**TASK DESCRIPTION:** Would you please print the data a second time, exactly as it stands?

**STUDY MATERIAL:**
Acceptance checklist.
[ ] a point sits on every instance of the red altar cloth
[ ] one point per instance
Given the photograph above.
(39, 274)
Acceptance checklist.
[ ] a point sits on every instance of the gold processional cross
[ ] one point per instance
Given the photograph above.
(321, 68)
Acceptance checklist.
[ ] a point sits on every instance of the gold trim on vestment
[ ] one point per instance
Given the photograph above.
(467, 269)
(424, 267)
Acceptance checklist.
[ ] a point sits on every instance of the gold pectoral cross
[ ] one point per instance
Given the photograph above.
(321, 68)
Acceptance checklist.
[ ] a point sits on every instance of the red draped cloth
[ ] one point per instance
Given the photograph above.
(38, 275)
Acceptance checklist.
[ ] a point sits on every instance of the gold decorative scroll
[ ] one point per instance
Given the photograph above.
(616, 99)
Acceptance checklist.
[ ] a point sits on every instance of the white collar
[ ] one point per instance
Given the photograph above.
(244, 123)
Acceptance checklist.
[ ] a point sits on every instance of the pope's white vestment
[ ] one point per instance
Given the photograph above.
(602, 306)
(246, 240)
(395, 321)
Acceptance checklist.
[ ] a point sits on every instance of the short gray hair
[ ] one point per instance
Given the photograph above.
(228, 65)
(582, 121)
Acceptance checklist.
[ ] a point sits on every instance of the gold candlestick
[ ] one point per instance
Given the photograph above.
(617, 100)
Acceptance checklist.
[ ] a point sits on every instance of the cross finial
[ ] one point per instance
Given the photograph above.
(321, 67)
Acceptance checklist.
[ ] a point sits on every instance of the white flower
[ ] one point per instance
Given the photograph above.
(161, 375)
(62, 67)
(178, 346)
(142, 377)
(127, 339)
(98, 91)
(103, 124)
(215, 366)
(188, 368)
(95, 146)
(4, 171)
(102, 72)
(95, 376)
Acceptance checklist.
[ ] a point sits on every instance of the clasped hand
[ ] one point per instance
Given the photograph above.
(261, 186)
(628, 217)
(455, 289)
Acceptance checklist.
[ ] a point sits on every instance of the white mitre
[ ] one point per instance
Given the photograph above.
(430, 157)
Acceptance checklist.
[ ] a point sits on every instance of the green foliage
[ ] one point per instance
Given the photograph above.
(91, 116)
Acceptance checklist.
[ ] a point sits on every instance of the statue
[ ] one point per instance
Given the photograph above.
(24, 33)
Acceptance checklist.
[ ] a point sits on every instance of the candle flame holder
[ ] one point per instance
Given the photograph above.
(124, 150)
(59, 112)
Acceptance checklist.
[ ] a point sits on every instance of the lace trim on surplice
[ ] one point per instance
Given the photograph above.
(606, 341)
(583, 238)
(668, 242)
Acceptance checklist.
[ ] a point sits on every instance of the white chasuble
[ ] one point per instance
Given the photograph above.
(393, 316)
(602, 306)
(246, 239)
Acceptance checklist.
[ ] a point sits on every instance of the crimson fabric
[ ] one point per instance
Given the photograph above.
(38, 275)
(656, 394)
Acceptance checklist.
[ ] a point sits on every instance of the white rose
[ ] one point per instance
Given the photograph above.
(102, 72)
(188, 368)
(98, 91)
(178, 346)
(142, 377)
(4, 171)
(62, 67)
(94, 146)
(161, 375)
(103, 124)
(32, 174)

**EXERCISE RESPONSE:**
Acceptance checklist.
[ ] a point sits on every instance of the red altar cloth
[ ] one point per instance
Given the photograph above.
(39, 274)
Acceptance checklist.
[ ] a point sits on every instance of the gold processional cross
[ ] one point per instance
Given the photograph above.
(321, 68)
Acceptance checklist.
[ ] a point sits on every instance of the gold trim on vestment
[ ] one point per instance
Given the photograph above.
(467, 269)
(424, 267)
Acceptance checklist.
[ ] a point sits on every instance of the gold pectoral cross
[ ] one point per instance
Given the photograph above.
(321, 68)
Acceptance checklist.
[ ] a point sits on every instance of the red draped cloth
[ ] one point per instance
Given the photograph above.
(38, 275)
Acceptance checklist.
[ ] a point sits on every instance of the gold decorative scroll
[ ] one point per instance
Given the photograph above.
(616, 99)
Acceptance checklist.
[ ] a point sits on every instance of the white collar
[ ] one point per instance
Given the photograph above.
(244, 123)
Acceptance checklist.
[ ] a point sits on every instance of the pope's white vestment
[ ] one point per instance
Given the photograph above.
(602, 306)
(246, 240)
(395, 321)
Acceptance checklist.
[ ] a point sits on every instance of the short gray hair
[ ] one point per instance
Given the photograph above.
(228, 65)
(582, 121)
Acceptance checklist.
[ ] a point sits on every instance of the gold candlestick
[ ] one point per instance
Given the photograph above.
(617, 100)
Acceptance checklist.
[ ] a point sits on every instance of the cross finial
[ ] one point per instance
Given the photograph above.
(321, 67)
Acceptance checklist.
[ ] a point sits on every instance of the white flower
[ ] one point per instance
Given the photograph above.
(161, 375)
(62, 67)
(178, 346)
(142, 377)
(127, 339)
(98, 91)
(103, 124)
(215, 366)
(188, 368)
(95, 146)
(4, 171)
(102, 72)
(95, 376)
Acceptance checklist.
[ ] a point sits on every instance of the clasped hand
[ ] one point per instance
Given the photograph above.
(261, 186)
(628, 217)
(455, 289)
Acceptance checklist.
[ ] a point sits on every instance of the white mitre
[ ] one point per instance
Given the photograph above.
(430, 157)
Acceptance checklist.
[ ] a point sits on every instance of the green foliage
[ ] one point per instance
Given the photograph above.
(91, 116)
Acceptance checklist.
[ ] a point sits on every instance of the statue
[ ] one point per instance
Given the photograph above.
(24, 33)
Acceptance checklist.
[ ] a point sits on every instance of the candle flame holder
[ ] one point per instance
Given the photograph above.
(124, 150)
(59, 112)
Acceptance checklist.
[ ] a point sits on every instance of the lace trim on surplice
[ ] one point per instance
Given the photograph above.
(606, 341)
(583, 238)
(668, 242)
Acceptance checklist.
[ ] a point sits on every instance of the white chasuble
[ ] one point per instance
Given the photograph above.
(393, 316)
(602, 306)
(246, 239)
Acceptance checklist.
[ ] a point sits on every instance of the crimson fabric
[ ] one point per instance
Given the photograph above.
(38, 275)
(656, 394)
Acceptance checklist.
[ ] a point sits on every instance of the white rose
[ ] one point per instance
Given the photograph above.
(102, 72)
(188, 368)
(98, 91)
(178, 346)
(142, 377)
(4, 171)
(62, 67)
(94, 146)
(161, 375)
(103, 124)
(32, 174)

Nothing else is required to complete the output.